** Tarea asignada **
Según el fragmento sobre el acuerdo con el FMI, ¿cuántas personas podrán acceder a un plan de pagos para jubilarse gracias a la moratoria previsional?

··· Fragmento del texto ···

El FMI se ensañó con el gasto fiscal, también, como represalia contra la aprobación parlamentaria de la moratoria previsional que permitirá que unas 800 mil personas que tienen la edad para jubilarse pero a la que sus empleadores no le hicieron los aportes, acceder a un plan de pagos para acceder a la jubilación. El nuevo régimen fue promulgado en la semana, luego de una tensa pulseada entre La Cámpora, Massa y el presidente Alberto Fernández.
Que el acuerdo con el Fondo exige una renegociación permanente quedó en evidencia con la nueva revisión. La sequía hoy, como la guerra el año pasado, profundizó la escasez de dólares en el Banco Central, cuya acumulación es uno de los principales ejes del acuerdo firmado para repagar la deuda que dejó Mauricio Macri. Pero los efectos de la seca no se agotan en sustraer, según quién haga las estimaciones, entre u$s 14 mil y u$s 20 mil millones ingresados por exportaciones.
El impacto de la sequía es devastador en la actividad económica, que es el principal activo que tiene para mostrar hasta ahora el actual gobierno. Y con ese freno viene la desaceleración de la recaudación impositiva, que a su vez compromete el cumplimiento de la meta fiscal pactada con el Fondo.
El efecto de la sequía, que ya se está haciendo sentir en los impuestos de Santa Fe, trastoca todos los planes. Incluso la estrategia de política económica y, electoral, del ministro de Economía. Si Massa asumió como el estabilizador de una crisis política en medio de una puja distributiva desmadrada, con la misión de “ordenar las cuentas” y coordinar expectativas, la pantalla del primer trimestre del año parece mostrar otras urgencias.

··· Extracto de datos ···

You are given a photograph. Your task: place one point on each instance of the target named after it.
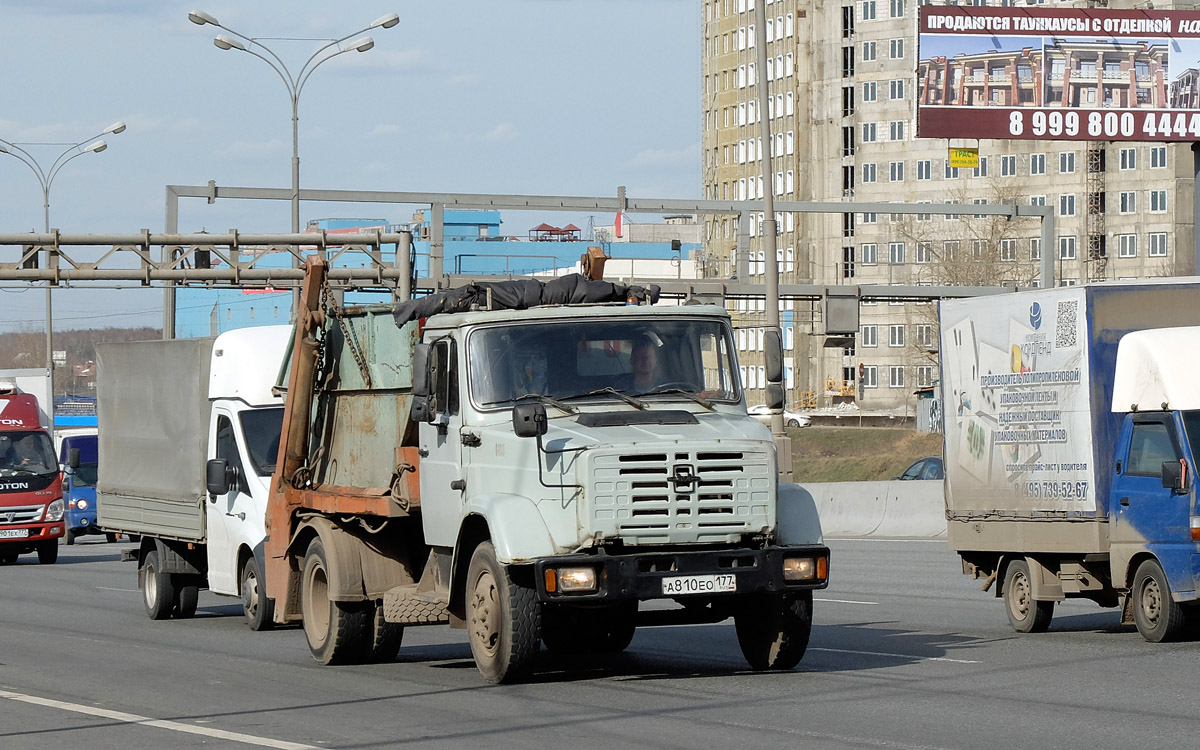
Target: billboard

···

** Ejercicio resuelto **
Unas 800 mil personas.